Ridership is up at the six new stations by nearly 80% on weekdays and more than 70% on weekends since December 2022, the first full month after Phase II opened, according to the JLL report — a notable increase, but one from a low baseline. On the system as a whole, Metro has reported an increase in average ridership levels from year to year since its low in 2021, but is still well below its yearly average before COVID-19.

One potential stumbling block: The transit agency is facing a looming fiscal cliff next year, which could force the agency to dramatically cut service if it does not receive the financial help it needs from D.C., Maryland and Virginia.

Accelerating development around stations

Incorporating Metro into commutes and other activities is also a major paradigm shift for people used to getting around by car, and it’s not going to happen overnight, Schwartz notes. But he says getting more people to take Metro in western Fairfax and eastern Loudoun will be critical to achieving the D.C. region’s ambitious goals to cut emissions in half by 2030.

“It’s also essential that we continue to accelerate development near Metro stations so that we can contribute to reducing greenhouse gasses from transportation,” Schwartz says.

Getting to that transit-oriented future will require more than just building the Silver Line extension — it’ll also mean a concerted effort to add mixed-use commercial and residential development near the new stations. That work is in “early innings,” Hartnett says, noting that the only station that currently has significant mixed-use development already built is Reston Town Center.

“As you make your way out, especially past Dulles to Ashburn, that’s where there’s less and less of an active, built environment,” walkable near the stations, he said.

But that reality is likely to change. While traditional suburban office parks are increasingly a thing of the past, there’s high demand for mixed-use residential and retail developments, Hartnett says.

Hartnett’s research found that the population within a half mile of the new Silver Line stations is projected to grow by 11% in the next five years, a critical interval that will determine the shape and scope of development. (Northern Virginia as a whole is expected to have less than 1% growth overall in the same period.)

Given data

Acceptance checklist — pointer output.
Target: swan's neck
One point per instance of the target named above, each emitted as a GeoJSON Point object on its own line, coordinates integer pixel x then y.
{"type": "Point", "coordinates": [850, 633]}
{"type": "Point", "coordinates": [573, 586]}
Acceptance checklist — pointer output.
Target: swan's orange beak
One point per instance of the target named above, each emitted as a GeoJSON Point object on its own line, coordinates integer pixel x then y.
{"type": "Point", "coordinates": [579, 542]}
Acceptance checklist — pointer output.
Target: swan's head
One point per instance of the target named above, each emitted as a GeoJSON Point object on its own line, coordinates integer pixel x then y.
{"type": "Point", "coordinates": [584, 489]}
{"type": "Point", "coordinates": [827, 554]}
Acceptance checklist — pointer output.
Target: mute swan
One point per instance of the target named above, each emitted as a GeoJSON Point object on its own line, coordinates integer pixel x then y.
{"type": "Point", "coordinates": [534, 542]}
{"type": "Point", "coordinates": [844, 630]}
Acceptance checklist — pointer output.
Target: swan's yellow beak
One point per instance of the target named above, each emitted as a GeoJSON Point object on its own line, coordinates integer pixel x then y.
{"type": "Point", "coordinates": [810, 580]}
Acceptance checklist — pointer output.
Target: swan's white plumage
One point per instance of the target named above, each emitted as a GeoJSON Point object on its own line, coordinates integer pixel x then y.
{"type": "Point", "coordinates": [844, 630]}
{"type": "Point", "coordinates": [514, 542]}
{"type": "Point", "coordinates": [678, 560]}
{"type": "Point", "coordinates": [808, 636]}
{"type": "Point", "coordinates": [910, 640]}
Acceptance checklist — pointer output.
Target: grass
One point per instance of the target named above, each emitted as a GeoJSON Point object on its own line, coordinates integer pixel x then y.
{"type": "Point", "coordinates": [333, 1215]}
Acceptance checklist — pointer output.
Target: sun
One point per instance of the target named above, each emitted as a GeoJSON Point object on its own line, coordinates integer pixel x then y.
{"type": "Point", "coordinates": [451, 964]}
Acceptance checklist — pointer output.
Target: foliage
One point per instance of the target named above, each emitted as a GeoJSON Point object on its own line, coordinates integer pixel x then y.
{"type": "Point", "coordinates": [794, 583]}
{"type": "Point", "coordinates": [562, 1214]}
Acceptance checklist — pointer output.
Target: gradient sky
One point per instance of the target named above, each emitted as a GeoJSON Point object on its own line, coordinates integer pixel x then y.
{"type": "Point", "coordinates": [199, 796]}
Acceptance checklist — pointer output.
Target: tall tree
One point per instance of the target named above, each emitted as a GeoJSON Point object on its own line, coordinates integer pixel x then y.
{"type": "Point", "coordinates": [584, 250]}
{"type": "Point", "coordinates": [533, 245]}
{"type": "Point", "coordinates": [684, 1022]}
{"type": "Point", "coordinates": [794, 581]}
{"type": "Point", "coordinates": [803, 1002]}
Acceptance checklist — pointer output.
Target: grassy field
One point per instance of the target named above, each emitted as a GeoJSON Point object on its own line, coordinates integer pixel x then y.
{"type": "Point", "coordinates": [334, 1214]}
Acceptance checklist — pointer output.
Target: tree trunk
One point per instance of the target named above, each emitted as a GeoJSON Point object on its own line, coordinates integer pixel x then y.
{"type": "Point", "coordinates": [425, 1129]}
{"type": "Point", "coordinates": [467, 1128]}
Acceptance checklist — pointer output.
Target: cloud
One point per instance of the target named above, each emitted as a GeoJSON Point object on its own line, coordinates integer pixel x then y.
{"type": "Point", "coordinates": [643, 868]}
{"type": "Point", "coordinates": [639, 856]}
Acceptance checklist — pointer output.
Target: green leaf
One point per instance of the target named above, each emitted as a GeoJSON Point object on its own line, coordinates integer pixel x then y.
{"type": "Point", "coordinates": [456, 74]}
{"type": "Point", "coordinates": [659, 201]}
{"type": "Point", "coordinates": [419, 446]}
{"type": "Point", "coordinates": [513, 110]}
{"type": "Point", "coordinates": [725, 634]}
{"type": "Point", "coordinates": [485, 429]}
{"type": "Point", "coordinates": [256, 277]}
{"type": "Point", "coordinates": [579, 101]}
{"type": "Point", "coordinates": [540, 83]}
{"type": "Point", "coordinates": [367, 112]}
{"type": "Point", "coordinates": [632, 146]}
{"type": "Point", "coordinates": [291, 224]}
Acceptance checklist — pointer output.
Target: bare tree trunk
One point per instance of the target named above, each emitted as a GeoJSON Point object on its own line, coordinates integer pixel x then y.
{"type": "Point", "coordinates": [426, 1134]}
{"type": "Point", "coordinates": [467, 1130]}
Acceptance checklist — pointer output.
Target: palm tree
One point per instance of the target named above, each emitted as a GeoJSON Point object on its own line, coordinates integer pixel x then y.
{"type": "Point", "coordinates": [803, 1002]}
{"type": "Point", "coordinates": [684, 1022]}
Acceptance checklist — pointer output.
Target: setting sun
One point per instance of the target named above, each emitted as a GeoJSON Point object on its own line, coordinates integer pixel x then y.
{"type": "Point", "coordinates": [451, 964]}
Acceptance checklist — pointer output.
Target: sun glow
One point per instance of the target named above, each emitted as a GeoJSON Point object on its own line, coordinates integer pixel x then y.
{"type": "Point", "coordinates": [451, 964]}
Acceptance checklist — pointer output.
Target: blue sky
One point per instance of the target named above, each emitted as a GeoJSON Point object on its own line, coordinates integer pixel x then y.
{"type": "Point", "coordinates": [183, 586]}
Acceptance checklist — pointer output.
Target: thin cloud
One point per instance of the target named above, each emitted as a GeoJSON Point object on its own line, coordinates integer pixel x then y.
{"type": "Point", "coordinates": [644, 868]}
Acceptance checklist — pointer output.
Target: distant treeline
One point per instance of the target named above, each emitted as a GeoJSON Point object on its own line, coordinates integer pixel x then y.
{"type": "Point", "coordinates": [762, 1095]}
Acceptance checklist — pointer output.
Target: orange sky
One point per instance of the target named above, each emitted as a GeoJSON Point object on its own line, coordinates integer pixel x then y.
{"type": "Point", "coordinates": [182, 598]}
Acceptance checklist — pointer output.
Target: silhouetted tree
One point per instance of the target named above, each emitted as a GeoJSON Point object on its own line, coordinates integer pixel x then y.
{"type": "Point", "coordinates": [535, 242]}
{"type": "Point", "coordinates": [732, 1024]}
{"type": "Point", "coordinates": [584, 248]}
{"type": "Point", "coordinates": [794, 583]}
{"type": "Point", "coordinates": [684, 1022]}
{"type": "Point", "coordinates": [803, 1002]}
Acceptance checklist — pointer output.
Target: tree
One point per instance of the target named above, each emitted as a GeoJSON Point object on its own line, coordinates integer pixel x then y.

Directions
1. Rewrite the Silver Line text from "One potential stumbling" up to and including "Maryland and Virginia.", replacing "fiscal cliff" with "budget shortfall".
2. According to the Silver Line text, which station is currently the only one with significant mixed-use development already built?

Solutions by task
1.
One potential stumbling block: The transit agency is facing a looming budget shortfall next year, which could force the agency to dramatically cut service if it does not receive the financial help it needs from D.C., Maryland and Virginia.

2. Reston Town Center